> _WHAT TO PRODUCE_:
Repeat the records verbatim and leave the pictures out of your copy.

(GIVEN INFORMATION)

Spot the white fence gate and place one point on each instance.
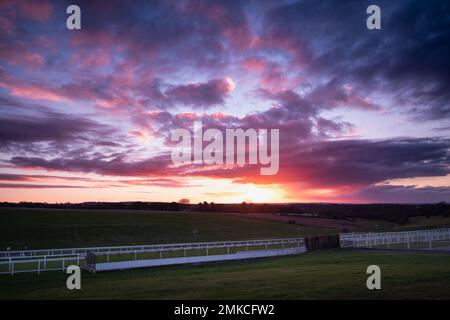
(390, 239)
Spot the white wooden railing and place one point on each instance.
(145, 248)
(371, 239)
(12, 262)
(12, 266)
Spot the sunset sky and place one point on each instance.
(86, 115)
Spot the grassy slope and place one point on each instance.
(36, 228)
(325, 275)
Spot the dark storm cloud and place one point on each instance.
(404, 194)
(407, 59)
(203, 95)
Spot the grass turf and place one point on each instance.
(336, 274)
(50, 228)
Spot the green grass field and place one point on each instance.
(338, 274)
(317, 275)
(43, 228)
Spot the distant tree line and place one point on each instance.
(398, 213)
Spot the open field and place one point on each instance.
(51, 228)
(323, 275)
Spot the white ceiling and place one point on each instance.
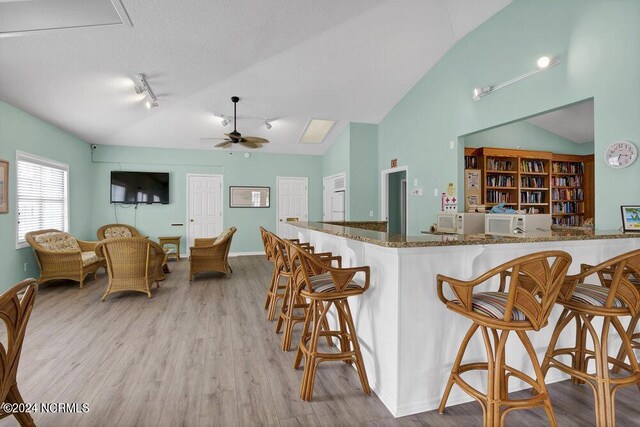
(287, 60)
(574, 123)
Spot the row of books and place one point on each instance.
(531, 197)
(532, 182)
(532, 166)
(567, 167)
(499, 165)
(566, 181)
(575, 221)
(567, 207)
(494, 196)
(470, 162)
(500, 181)
(568, 194)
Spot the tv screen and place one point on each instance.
(139, 187)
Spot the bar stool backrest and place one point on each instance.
(307, 265)
(618, 274)
(266, 242)
(535, 282)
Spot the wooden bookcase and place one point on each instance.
(538, 181)
(572, 189)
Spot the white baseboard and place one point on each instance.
(246, 253)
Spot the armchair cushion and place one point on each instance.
(594, 295)
(116, 231)
(89, 258)
(58, 241)
(493, 304)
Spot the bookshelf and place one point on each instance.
(537, 181)
(572, 192)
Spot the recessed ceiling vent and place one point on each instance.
(24, 17)
(316, 131)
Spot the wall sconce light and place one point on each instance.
(143, 87)
(543, 63)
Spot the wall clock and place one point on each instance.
(620, 154)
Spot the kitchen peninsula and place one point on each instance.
(409, 339)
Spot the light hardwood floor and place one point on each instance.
(203, 353)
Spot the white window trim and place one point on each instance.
(21, 155)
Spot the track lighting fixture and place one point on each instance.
(142, 86)
(543, 63)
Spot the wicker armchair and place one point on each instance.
(62, 256)
(111, 231)
(211, 254)
(15, 309)
(133, 264)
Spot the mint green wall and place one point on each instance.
(596, 41)
(337, 160)
(155, 220)
(528, 137)
(354, 152)
(23, 132)
(364, 182)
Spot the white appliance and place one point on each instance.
(337, 206)
(461, 223)
(514, 224)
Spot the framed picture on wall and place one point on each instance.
(4, 186)
(249, 197)
(630, 218)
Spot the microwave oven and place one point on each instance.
(461, 223)
(513, 224)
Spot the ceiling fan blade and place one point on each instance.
(213, 139)
(256, 139)
(250, 144)
(224, 144)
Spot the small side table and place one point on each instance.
(171, 240)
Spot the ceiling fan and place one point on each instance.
(236, 137)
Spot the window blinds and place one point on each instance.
(41, 195)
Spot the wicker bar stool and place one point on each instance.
(613, 297)
(533, 282)
(324, 291)
(292, 300)
(276, 290)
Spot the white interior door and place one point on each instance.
(204, 210)
(292, 203)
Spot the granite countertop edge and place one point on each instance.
(386, 240)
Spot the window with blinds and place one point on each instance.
(41, 195)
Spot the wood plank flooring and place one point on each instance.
(203, 353)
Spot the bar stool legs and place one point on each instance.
(603, 385)
(311, 333)
(498, 373)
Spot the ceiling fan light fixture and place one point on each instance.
(316, 131)
(142, 86)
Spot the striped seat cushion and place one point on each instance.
(493, 304)
(594, 295)
(324, 283)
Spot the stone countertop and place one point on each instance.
(429, 239)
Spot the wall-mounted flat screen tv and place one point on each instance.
(139, 187)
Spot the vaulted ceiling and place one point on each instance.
(287, 60)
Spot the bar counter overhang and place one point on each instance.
(409, 339)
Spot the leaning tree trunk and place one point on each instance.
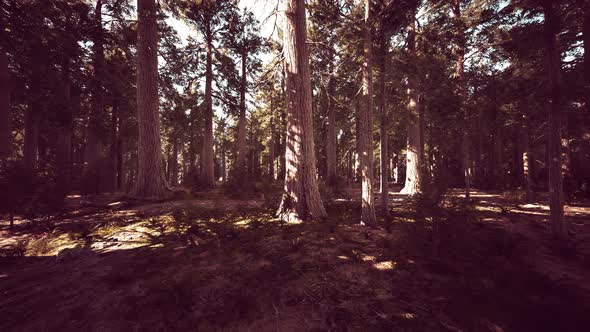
(240, 173)
(366, 127)
(555, 116)
(5, 123)
(301, 197)
(93, 154)
(413, 157)
(207, 164)
(150, 182)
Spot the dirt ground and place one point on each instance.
(212, 262)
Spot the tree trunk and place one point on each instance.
(34, 113)
(114, 144)
(301, 198)
(331, 146)
(271, 142)
(384, 153)
(366, 126)
(555, 118)
(527, 163)
(413, 158)
(120, 153)
(93, 154)
(5, 114)
(150, 182)
(66, 122)
(461, 95)
(586, 37)
(241, 162)
(282, 161)
(207, 164)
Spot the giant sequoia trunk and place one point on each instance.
(150, 182)
(555, 114)
(461, 95)
(241, 161)
(366, 127)
(93, 155)
(301, 198)
(384, 156)
(5, 123)
(413, 157)
(207, 164)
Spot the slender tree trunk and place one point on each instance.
(34, 113)
(66, 122)
(120, 154)
(151, 182)
(461, 94)
(527, 161)
(413, 158)
(93, 154)
(241, 162)
(366, 126)
(586, 37)
(5, 114)
(207, 164)
(331, 139)
(301, 198)
(384, 157)
(555, 118)
(114, 144)
(174, 171)
(271, 141)
(283, 131)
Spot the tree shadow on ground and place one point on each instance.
(213, 268)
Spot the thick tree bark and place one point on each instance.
(93, 155)
(151, 182)
(366, 126)
(413, 158)
(207, 164)
(384, 157)
(301, 198)
(241, 161)
(5, 114)
(461, 95)
(555, 117)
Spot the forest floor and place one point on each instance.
(213, 262)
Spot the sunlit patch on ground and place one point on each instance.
(204, 264)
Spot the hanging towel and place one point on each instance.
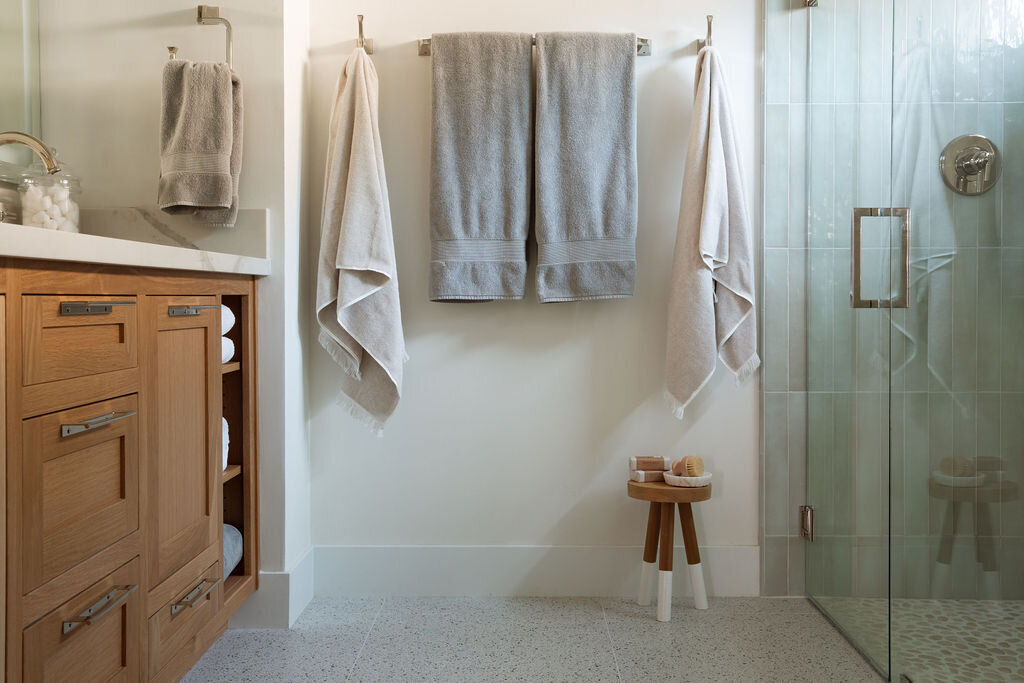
(357, 304)
(479, 172)
(586, 166)
(711, 296)
(201, 141)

(End GIVEN INFORMATION)

> _EXERCISE RESULT_:
Spot the white fence gate and place one point on each instance.
(390, 239)
Spot the white wooden railing and place one point on each instance.
(145, 248)
(371, 239)
(12, 262)
(12, 266)
Spot the sunset sky and place one point on each instance.
(86, 115)
Spot the grassy slope and place one point on each instance.
(36, 228)
(325, 275)
Spot the dark storm cloud and place one point on each instance.
(404, 194)
(407, 59)
(203, 95)
Spot the grass turf and place one point on each instance.
(336, 274)
(50, 228)
Spot the green grass field and place one point on each instance.
(338, 274)
(317, 275)
(43, 228)
Spot the distant tree line and place one point on each instance.
(398, 213)
Spot the open field and place one point on each instance.
(51, 228)
(323, 275)
Spot the white ceiling and place one point on each instance.
(287, 60)
(574, 123)
Spot the row of books and place one point on each instance.
(531, 197)
(532, 182)
(532, 166)
(567, 167)
(499, 165)
(566, 181)
(575, 221)
(567, 207)
(494, 196)
(470, 162)
(500, 181)
(568, 194)
Spot the tv screen and place one point on each instance.
(139, 187)
Spot the bar stool backrest and place one point on each instance.
(307, 265)
(618, 274)
(266, 242)
(535, 282)
Spot the wooden bookcase and place one point on each instance.
(538, 181)
(572, 189)
Spot the white baseboard and place one point on each instance.
(246, 253)
Spot the armchair cushion and place one point on each instance.
(594, 295)
(116, 231)
(89, 258)
(58, 241)
(493, 304)
Spot the bookshelf and place one point on each instance.
(537, 181)
(572, 192)
Spot the recessed ceiling vent and place one point on each instance.
(24, 17)
(316, 131)
Spot the wall sconce light and place one point on each instance.
(143, 87)
(543, 63)
Spot the wall clock and place one point on each instance.
(620, 154)
Spot the kitchen peninsula and place one point on each instance.
(409, 339)
Spot the light hardwood floor and place one point on each instance.
(203, 353)
Spot the white window trim and place one point on each instance.
(21, 155)
Spot the track lighting fixture and place one point on each instance.
(142, 86)
(543, 63)
Spot the wicker armchair and place one point on each instance.
(62, 256)
(111, 231)
(211, 254)
(15, 309)
(133, 264)
Spot the mint green wall and place one point on each instance.
(596, 41)
(337, 160)
(155, 220)
(528, 137)
(354, 152)
(23, 132)
(364, 182)
Spot the white appliance and place one point on each instance.
(337, 206)
(461, 223)
(514, 224)
Spot the framed picture on wall and place one point on each instance.
(4, 186)
(249, 197)
(630, 218)
Spot the microwave oven and place one point on each instance.
(461, 223)
(513, 224)
Spot the ceiling fan blade and place one point on each instance.
(213, 139)
(256, 139)
(250, 144)
(224, 144)
Spot the small side table and place one point on each instance.
(171, 240)
Spot the ceiling fan and place one point on each instance.
(236, 137)
Spot the window blinds and place one point on each instance.
(41, 195)
Spot the wicker bar stool and place one point on each instance.
(613, 297)
(533, 282)
(324, 291)
(292, 300)
(276, 290)
Spot the white interior door and place one point on each instance.
(204, 210)
(292, 203)
Spot the granite countertop edge and place one point on each instance.
(386, 240)
Spot the window with blinds and place one point on each instance.
(41, 195)
Spot the wood plank flooring and place one point on each instance.
(203, 353)
Spot the bar stool legs and place one point on each instance.
(603, 385)
(311, 333)
(498, 373)
Spot the ceiling fan light fixture and place one point on each instance.
(316, 131)
(142, 86)
Spot the striped seat cushion and place one point on each instance.
(493, 304)
(594, 295)
(324, 283)
Spot the stone countertop and place one point on each instance.
(429, 239)
Spot the wall-mounted flat screen tv and place one point on each instance.
(139, 187)
Spot the vaulted ceiling and place one point on each instance.
(287, 60)
Spot the bar counter overhang and place one point on each instance.
(409, 339)
Spot the leaning tree trunk and place one point on each instance.
(240, 173)
(366, 127)
(555, 116)
(5, 123)
(301, 197)
(93, 154)
(413, 157)
(207, 164)
(150, 182)
Spot the dirt ground and place one point on each instance.
(212, 262)
Spot the tree trunk and place one point on each instance.
(34, 113)
(114, 144)
(301, 198)
(331, 146)
(271, 142)
(384, 153)
(366, 126)
(555, 118)
(527, 163)
(413, 158)
(120, 153)
(93, 154)
(5, 114)
(150, 182)
(66, 122)
(461, 95)
(586, 37)
(241, 162)
(282, 161)
(207, 164)
Spot the giant sequoia trunk and place one point on each instance.
(150, 182)
(555, 114)
(461, 95)
(241, 161)
(366, 127)
(93, 155)
(301, 198)
(384, 156)
(5, 123)
(413, 157)
(207, 164)
Spot the slender tree trunk and place one point on each instance.
(34, 113)
(66, 122)
(120, 154)
(151, 182)
(461, 94)
(527, 161)
(413, 158)
(93, 154)
(241, 162)
(366, 126)
(586, 37)
(5, 114)
(207, 164)
(331, 139)
(301, 198)
(384, 157)
(555, 118)
(114, 144)
(174, 171)
(271, 141)
(283, 131)
Spot the tree shadow on ground and place one point on each instance.
(213, 268)
Spot the thick tree bark and place one point on each instance.
(93, 155)
(151, 182)
(366, 126)
(413, 158)
(207, 164)
(384, 157)
(301, 198)
(241, 161)
(5, 114)
(461, 95)
(555, 117)
Spot the forest floor and place one point on each instance.
(213, 262)
Spot the sunlit patch on ground and place one point on each instance.
(204, 264)
Spot the hanging towel and place one point on each instance.
(357, 304)
(479, 172)
(586, 166)
(711, 296)
(201, 141)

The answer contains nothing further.